WORK TO COMPLETE: Format every line of the records below as a JSON list of strings, one string per line, with blank lines omitted. Leave the pictures out of the list.

[Items from a labeling collection]
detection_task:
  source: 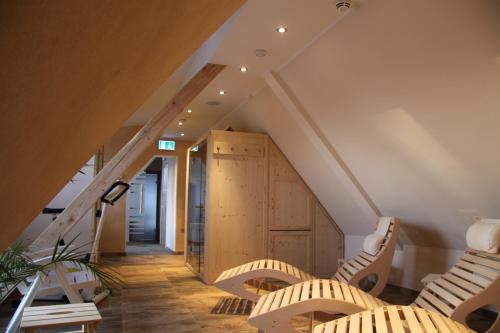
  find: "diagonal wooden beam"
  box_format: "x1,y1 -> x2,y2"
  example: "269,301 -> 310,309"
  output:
30,64 -> 225,251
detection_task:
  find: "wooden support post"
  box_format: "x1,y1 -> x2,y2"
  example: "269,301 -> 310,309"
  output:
31,64 -> 225,250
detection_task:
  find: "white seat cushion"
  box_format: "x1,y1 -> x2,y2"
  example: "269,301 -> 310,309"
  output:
363,233 -> 385,256
465,219 -> 500,253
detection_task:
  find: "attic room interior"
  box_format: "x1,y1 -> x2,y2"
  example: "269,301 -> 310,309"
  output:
0,0 -> 500,333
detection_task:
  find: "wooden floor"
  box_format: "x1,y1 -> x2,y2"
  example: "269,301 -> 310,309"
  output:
0,253 -> 492,333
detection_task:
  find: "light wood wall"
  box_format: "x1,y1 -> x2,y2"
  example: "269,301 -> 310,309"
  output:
100,126 -> 192,253
268,144 -> 344,277
0,0 -> 244,250
186,131 -> 344,283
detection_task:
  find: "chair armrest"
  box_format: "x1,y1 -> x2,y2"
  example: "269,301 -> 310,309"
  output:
420,273 -> 442,286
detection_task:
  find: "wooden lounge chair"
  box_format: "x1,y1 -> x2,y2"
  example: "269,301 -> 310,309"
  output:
313,305 -> 474,333
249,220 -> 500,333
214,217 -> 400,302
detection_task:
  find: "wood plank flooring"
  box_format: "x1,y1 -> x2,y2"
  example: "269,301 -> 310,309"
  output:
0,253 -> 492,333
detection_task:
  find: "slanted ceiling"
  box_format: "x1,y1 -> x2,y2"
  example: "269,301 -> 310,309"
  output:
0,0 -> 244,249
219,0 -> 500,249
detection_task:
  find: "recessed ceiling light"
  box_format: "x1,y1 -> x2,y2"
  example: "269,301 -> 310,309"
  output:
253,49 -> 267,58
276,27 -> 288,34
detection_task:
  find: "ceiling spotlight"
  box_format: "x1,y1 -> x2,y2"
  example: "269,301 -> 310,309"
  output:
253,49 -> 267,58
276,27 -> 287,34
335,0 -> 351,13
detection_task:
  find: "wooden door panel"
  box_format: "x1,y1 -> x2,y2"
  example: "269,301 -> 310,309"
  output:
269,231 -> 313,273
314,202 -> 343,278
269,144 -> 313,230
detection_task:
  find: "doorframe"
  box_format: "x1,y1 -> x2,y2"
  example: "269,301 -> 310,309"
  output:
124,154 -> 178,248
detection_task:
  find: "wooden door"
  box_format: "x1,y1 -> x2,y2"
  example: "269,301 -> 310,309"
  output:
127,174 -> 146,242
269,143 -> 313,230
314,202 -> 343,278
269,231 -> 313,273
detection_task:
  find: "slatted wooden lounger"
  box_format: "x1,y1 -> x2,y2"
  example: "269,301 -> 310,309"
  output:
214,217 -> 400,302
313,305 -> 474,333
249,249 -> 500,333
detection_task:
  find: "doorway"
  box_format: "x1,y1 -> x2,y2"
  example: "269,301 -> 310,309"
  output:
126,156 -> 177,253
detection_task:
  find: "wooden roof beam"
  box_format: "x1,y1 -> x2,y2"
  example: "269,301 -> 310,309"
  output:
31,64 -> 225,250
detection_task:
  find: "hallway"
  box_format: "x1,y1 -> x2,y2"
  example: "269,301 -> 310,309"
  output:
98,254 -> 256,333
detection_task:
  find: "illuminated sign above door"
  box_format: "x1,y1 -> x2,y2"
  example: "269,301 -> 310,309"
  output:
158,140 -> 175,150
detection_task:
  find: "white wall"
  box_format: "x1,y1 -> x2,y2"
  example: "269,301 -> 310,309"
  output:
217,0 -> 500,289
17,157 -> 94,250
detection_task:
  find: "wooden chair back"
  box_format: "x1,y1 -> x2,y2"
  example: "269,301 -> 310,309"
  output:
333,217 -> 400,296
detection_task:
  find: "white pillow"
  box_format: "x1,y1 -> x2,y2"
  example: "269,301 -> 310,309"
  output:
375,217 -> 392,236
363,233 -> 385,256
465,219 -> 500,253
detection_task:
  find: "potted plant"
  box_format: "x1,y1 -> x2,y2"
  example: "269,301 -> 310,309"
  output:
0,236 -> 123,303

WRITTEN ANSWER:
[
  "detection_task:",
  "  source: ",
  "  find: \"diagonal wooden beam\"",
  "  box_format: \"x1,y1 -> x2,y2\"",
  "  example: \"269,301 -> 310,309\"",
  "  output:",
  "30,64 -> 225,251",
  "detection_task:",
  "  find: \"wooden support post\"",
  "  box_format: \"x1,y1 -> x2,y2\"",
  "  example: \"269,301 -> 310,309\"",
  "  output:",
  "31,64 -> 225,250",
  "detection_task:",
  "  find: \"white seat cushion\"",
  "  box_format: \"x1,y1 -> x2,y2\"",
  "  example: \"269,301 -> 310,309\"",
  "  output:",
  "363,233 -> 385,256",
  "465,219 -> 500,253",
  "detection_task:",
  "  find: \"attic room interior\"",
  "  box_format: \"x1,y1 -> x2,y2\"",
  "  example: \"269,301 -> 310,309\"",
  "  output:",
  "0,0 -> 500,333",
  "detection_task:",
  "  find: \"wooden floor\"",
  "  box_format: \"x1,y1 -> x2,y2\"",
  "  example: \"269,301 -> 310,309\"",
  "  output:",
  "0,253 -> 492,333",
  "detection_task:",
  "  find: \"light wood wall\"",
  "  box_format: \"x1,y1 -> x2,y2\"",
  "  example: \"269,301 -> 310,309\"",
  "  output:",
  "100,126 -> 192,253",
  "268,144 -> 344,277",
  "0,0 -> 244,250",
  "186,131 -> 344,283",
  "detection_task:",
  "  find: \"chair armrest\"",
  "  box_format: \"x1,y1 -> x2,y2\"",
  "  example: \"269,301 -> 310,309\"",
  "  output:",
  "420,273 -> 442,286",
  "detection_task:",
  "  find: \"wooden lounge chair\"",
  "  box_format: \"x1,y1 -> x2,y2\"",
  "  example: \"269,301 -> 310,309\"",
  "  output:",
  "313,305 -> 474,333",
  "249,220 -> 500,333",
  "214,217 -> 400,302",
  "detection_task:",
  "  find: \"wood plank flooring\"",
  "  box_format: \"x1,y1 -> x2,y2\"",
  "  example: \"269,301 -> 310,309\"",
  "  output:",
  "0,253 -> 492,333",
  "detection_task:",
  "  find: \"slanted ceiling\"",
  "  box_format: \"x1,y1 -> x2,y2\"",
  "  example: \"269,301 -> 310,309\"",
  "  output:",
  "0,0 -> 244,249",
  "219,0 -> 500,249",
  "detection_task:",
  "  find: \"recessed ceiling light\"",
  "  box_format: \"x1,y1 -> x2,y2\"",
  "  example: \"269,301 -> 310,309\"",
  "  output:",
  "253,49 -> 267,58",
  "276,27 -> 288,34",
  "detection_task:",
  "  find: \"ceiling spotlight\"",
  "  box_format: \"x1,y1 -> x2,y2\"",
  "  example: \"269,301 -> 310,309\"",
  "  output:",
  "253,49 -> 267,58",
  "276,27 -> 287,34",
  "335,0 -> 351,13",
  "detection_task:",
  "  find: \"wooden door panel\"",
  "  box_format: \"x1,y1 -> x2,y2\"",
  "  example: \"269,301 -> 310,309\"",
  "  output:",
  "269,231 -> 313,273",
  "314,202 -> 343,278",
  "269,144 -> 313,230",
  "detection_task:",
  "  find: \"doorframe\"",
  "  box_format: \"x1,y1 -> x2,y2\"",
  "  example: \"269,301 -> 310,309\"",
  "  output:",
  "124,154 -> 178,248",
  "detection_task:",
  "  find: \"wooden door\"",
  "  box_format: \"x1,y1 -> x2,y2\"",
  "  example: \"269,301 -> 310,309\"",
  "  output:",
  "127,174 -> 146,242",
  "269,143 -> 313,230",
  "314,202 -> 343,278",
  "269,231 -> 313,273",
  "detection_task:",
  "  find: \"slatted wooden lounger\"",
  "  box_format: \"x1,y1 -> x2,y2\"",
  "  example: \"269,301 -> 310,309\"",
  "  output:",
  "214,217 -> 400,302",
  "313,305 -> 474,333",
  "249,249 -> 500,333",
  "detection_task:",
  "  find: \"doorway\"",
  "  box_format: \"x1,y1 -> x2,y2\"",
  "  example: \"269,301 -> 310,309\"",
  "  output:",
  "126,156 -> 177,253",
  "detection_task:",
  "  find: \"wooden roof beam\"",
  "  box_format: \"x1,y1 -> x2,y2\"",
  "  example: \"269,301 -> 310,309\"",
  "  output:",
  "31,64 -> 225,250",
  "detection_task:",
  "  find: \"hallway\"",
  "  box_format: \"x1,y1 -> x2,y2\"",
  "  example: \"269,301 -> 310,309\"",
  "  output:",
  "98,254 -> 256,333",
  "detection_task:",
  "  find: \"illuminated sign above door\"",
  "  box_format: \"x1,y1 -> x2,y2\"",
  "  example: \"269,301 -> 310,309\"",
  "  output:",
  "158,140 -> 175,150",
  "detection_task:",
  "  find: \"white wall\"",
  "  box_format: \"x1,y1 -> x2,y2\"",
  "  example: \"269,301 -> 310,309\"",
  "  output:",
  "217,0 -> 500,289",
  "17,157 -> 94,250",
  "detection_task:",
  "  find: \"wooden chair back\"",
  "  box_format: \"x1,y1 -> x2,y2\"",
  "  example: \"269,301 -> 310,309\"",
  "  output:",
  "333,217 -> 400,296",
  "detection_task:",
  "  find: \"white pillow\"",
  "  box_format: \"x1,y1 -> x2,y2\"",
  "  example: \"269,301 -> 310,309\"",
  "  output:",
  "375,217 -> 392,236",
  "363,233 -> 385,256",
  "465,219 -> 500,253",
  "detection_task:",
  "  find: \"potted plant\"",
  "  box_format: \"x1,y1 -> x2,y2\"",
  "  example: \"269,301 -> 310,309\"",
  "  output:",
  "0,236 -> 123,303"
]